WHAT THE TASK ASKS: Return the records below exactly, leaving nothing out.

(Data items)
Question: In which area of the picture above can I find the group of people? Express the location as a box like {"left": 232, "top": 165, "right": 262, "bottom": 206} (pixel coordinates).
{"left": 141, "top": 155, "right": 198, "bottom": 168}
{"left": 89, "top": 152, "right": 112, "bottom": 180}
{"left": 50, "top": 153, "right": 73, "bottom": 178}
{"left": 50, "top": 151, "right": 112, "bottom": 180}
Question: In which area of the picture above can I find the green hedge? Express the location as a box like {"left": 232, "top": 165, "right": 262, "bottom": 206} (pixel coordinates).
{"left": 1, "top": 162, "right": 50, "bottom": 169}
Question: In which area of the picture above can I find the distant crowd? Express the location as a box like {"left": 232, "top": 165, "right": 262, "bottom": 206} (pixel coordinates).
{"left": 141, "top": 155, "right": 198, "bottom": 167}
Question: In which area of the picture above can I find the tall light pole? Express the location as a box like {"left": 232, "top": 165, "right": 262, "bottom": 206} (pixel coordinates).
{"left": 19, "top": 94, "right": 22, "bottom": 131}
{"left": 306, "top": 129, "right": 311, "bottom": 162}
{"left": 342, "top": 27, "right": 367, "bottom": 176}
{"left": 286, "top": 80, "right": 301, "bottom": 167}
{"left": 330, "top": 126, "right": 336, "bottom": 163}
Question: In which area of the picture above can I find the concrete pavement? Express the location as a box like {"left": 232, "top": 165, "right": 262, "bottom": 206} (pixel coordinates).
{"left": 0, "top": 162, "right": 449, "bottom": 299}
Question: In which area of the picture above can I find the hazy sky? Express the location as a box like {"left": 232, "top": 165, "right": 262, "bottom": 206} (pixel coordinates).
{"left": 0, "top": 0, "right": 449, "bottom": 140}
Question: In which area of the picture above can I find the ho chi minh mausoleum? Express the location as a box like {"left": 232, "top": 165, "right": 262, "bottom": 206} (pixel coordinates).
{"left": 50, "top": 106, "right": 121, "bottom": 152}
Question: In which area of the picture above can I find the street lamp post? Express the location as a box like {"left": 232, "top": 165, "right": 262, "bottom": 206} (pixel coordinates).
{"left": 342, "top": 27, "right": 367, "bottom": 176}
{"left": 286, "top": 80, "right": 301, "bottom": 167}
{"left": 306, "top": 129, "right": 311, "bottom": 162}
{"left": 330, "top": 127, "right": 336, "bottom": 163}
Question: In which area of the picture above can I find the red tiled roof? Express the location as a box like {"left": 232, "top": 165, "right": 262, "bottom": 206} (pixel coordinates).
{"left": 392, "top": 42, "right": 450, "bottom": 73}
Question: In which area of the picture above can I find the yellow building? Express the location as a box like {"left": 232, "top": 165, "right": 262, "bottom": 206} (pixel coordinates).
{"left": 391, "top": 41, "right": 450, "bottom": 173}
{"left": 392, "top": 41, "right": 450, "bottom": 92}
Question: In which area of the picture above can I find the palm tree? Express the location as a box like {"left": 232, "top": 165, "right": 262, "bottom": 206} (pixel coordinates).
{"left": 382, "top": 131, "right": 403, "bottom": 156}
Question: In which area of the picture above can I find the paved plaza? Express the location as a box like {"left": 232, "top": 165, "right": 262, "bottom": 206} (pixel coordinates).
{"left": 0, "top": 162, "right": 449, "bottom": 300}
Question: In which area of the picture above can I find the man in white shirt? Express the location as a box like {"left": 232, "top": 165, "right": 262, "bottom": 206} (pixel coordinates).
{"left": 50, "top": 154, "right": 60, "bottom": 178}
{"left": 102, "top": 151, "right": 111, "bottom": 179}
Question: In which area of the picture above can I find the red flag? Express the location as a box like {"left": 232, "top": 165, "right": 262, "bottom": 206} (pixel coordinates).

THE ANSWER:
Question: In which area of the picture above can I find the group of people? Express the location as a box like {"left": 232, "top": 165, "right": 262, "bottom": 206} (pixel coordinates).
{"left": 141, "top": 155, "right": 198, "bottom": 168}
{"left": 89, "top": 152, "right": 112, "bottom": 180}
{"left": 50, "top": 153, "right": 73, "bottom": 178}
{"left": 50, "top": 151, "right": 112, "bottom": 180}
Question: In which area of the picture above can I find the green hedge? Express the location as a box like {"left": 232, "top": 165, "right": 262, "bottom": 206} (pixel coordinates).
{"left": 1, "top": 162, "right": 50, "bottom": 169}
Question: In which area of the picture above can I find the distant crowd? Express the location as a box like {"left": 232, "top": 165, "right": 262, "bottom": 206} (pixel coordinates).
{"left": 141, "top": 155, "right": 198, "bottom": 167}
Question: In which area of the picture above can I find the tall light pole? Express the location as a box like {"left": 232, "top": 165, "right": 262, "bottom": 206} (pixel coordinates).
{"left": 19, "top": 94, "right": 22, "bottom": 131}
{"left": 306, "top": 129, "right": 311, "bottom": 162}
{"left": 342, "top": 27, "right": 367, "bottom": 176}
{"left": 286, "top": 80, "right": 301, "bottom": 167}
{"left": 330, "top": 126, "right": 336, "bottom": 163}
Question: In which area of the picture above can I find the concrete pavement? Express the location as a box like {"left": 232, "top": 165, "right": 262, "bottom": 206} (pixel coordinates).
{"left": 0, "top": 162, "right": 449, "bottom": 299}
Question: In which area of the picture above can I find the hazy sky? Express the location as a box like {"left": 232, "top": 165, "right": 262, "bottom": 206} (pixel coordinates).
{"left": 0, "top": 0, "right": 449, "bottom": 140}
Question: In which area of the picture above can I find the ho chi minh mausoleum? Express the location as a box like {"left": 232, "top": 165, "right": 262, "bottom": 206} (pixel coordinates).
{"left": 50, "top": 106, "right": 121, "bottom": 152}
Question: In which area of the picture above can I find the street lamp post? Express the location as a box like {"left": 232, "top": 165, "right": 262, "bottom": 206} (pixel coordinates).
{"left": 342, "top": 27, "right": 367, "bottom": 176}
{"left": 286, "top": 80, "right": 301, "bottom": 167}
{"left": 306, "top": 129, "right": 311, "bottom": 162}
{"left": 330, "top": 127, "right": 336, "bottom": 163}
Question: In which area of the picture above can I find the red tiled roof? Express the location as a box like {"left": 232, "top": 165, "right": 262, "bottom": 206} (pixel coordinates).
{"left": 392, "top": 42, "right": 450, "bottom": 73}
Question: In which area of the picture above can I find the yellow building? Express the location as a box like {"left": 232, "top": 165, "right": 262, "bottom": 206} (pixel coordinates).
{"left": 391, "top": 41, "right": 450, "bottom": 173}
{"left": 392, "top": 41, "right": 450, "bottom": 92}
Question: In which area of the picture above can I find the palm tree? Express the location as a box like {"left": 232, "top": 165, "right": 262, "bottom": 206} (pixel coordinates).
{"left": 382, "top": 131, "right": 403, "bottom": 156}
Question: In which area of the picture above can I find the paved plaza? Express the location as a box like {"left": 232, "top": 165, "right": 262, "bottom": 206} (pixel coordinates).
{"left": 0, "top": 162, "right": 449, "bottom": 300}
Question: In which area of the picture above can I find the man in white shirt? Express the location as a box like {"left": 232, "top": 165, "right": 262, "bottom": 206} (pixel coordinates).
{"left": 50, "top": 154, "right": 60, "bottom": 178}
{"left": 102, "top": 151, "right": 111, "bottom": 179}
Question: In which area of the picture above can I find the red flag? Express the location as a box like {"left": 232, "top": 165, "right": 262, "bottom": 206} (pixel coordinates).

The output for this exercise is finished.